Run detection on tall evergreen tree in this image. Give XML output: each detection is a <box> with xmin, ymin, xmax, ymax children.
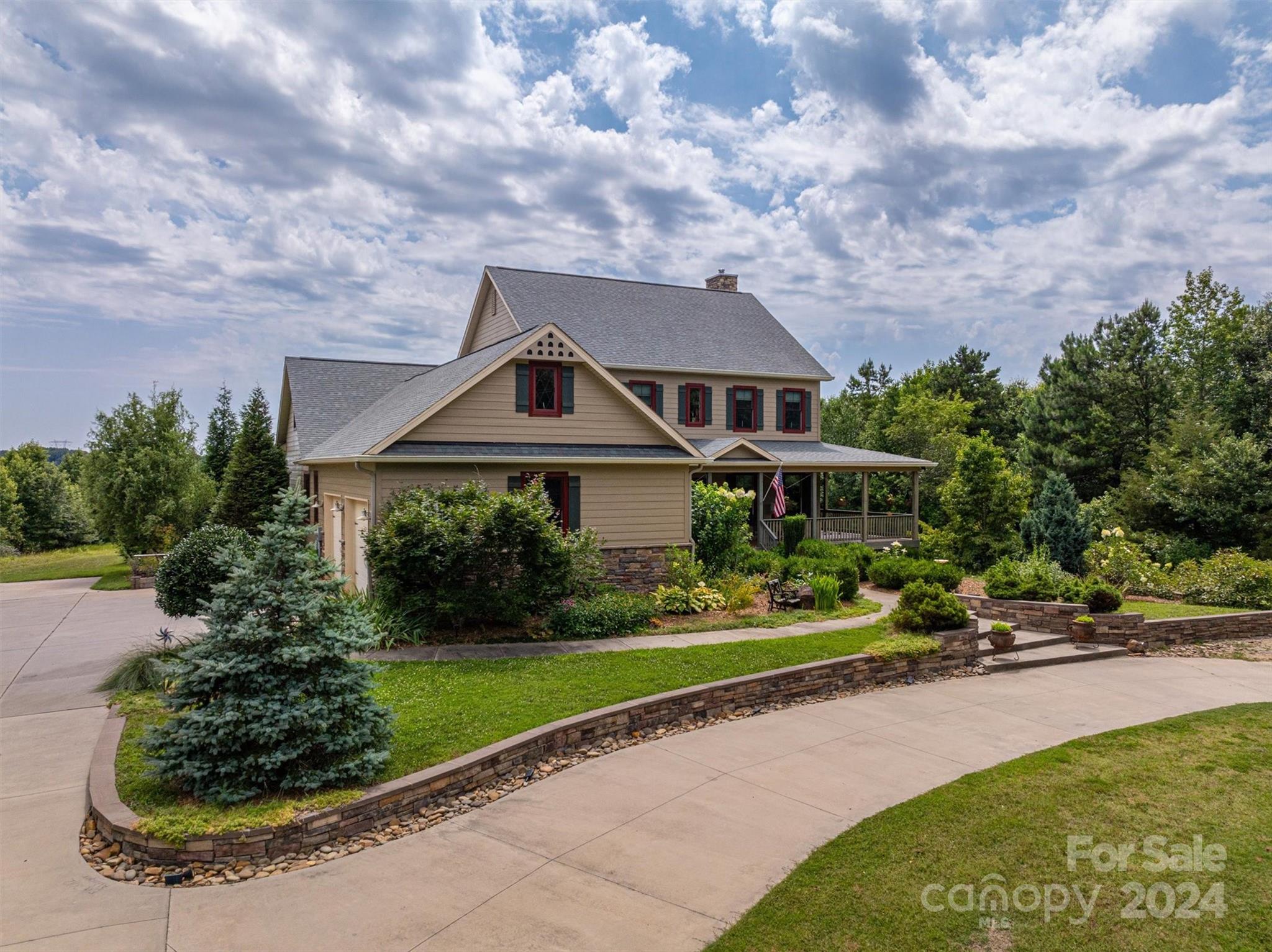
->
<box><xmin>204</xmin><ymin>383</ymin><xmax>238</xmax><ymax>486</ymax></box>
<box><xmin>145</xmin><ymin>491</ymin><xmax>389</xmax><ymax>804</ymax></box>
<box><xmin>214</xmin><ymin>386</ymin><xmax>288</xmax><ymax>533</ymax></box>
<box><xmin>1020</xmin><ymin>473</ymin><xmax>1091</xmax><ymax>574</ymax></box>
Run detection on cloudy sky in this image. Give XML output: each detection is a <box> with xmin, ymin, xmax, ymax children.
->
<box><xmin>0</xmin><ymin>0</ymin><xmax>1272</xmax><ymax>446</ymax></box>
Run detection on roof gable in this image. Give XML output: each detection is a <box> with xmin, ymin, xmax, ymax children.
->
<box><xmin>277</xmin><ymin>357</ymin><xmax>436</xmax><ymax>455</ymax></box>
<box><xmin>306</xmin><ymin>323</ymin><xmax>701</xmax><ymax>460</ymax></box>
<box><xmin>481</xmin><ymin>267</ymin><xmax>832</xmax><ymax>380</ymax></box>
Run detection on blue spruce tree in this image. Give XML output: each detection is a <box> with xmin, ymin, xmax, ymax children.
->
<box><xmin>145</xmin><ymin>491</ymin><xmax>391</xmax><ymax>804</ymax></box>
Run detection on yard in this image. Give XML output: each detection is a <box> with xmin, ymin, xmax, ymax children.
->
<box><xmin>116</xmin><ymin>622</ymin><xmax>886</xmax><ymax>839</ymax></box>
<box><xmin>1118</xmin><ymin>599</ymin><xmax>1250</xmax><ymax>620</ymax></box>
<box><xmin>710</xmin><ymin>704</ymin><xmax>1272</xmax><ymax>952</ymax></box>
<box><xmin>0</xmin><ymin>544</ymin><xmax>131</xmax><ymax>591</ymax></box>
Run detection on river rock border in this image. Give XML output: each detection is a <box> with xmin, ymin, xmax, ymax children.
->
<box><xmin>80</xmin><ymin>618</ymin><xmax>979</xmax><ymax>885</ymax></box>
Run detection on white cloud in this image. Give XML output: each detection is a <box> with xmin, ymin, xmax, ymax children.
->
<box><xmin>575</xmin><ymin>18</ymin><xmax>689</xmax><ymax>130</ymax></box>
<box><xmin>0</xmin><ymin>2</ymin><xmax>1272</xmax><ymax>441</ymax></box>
○ ○ ○ ○ ○
> _JOB_
Gather every line in the entries above that contains the word "tree", and copy each of those lines unchanged.

> _THE RESPONSE_
Run detection on tall evergreen tree in this image. Give XML output: each detection is a <box> with xmin, ymin, xmax, ymax children.
Run detection on blue spruce tree in this image. Give XML output: each detection is a <box> with xmin, ymin, xmax, ymax children.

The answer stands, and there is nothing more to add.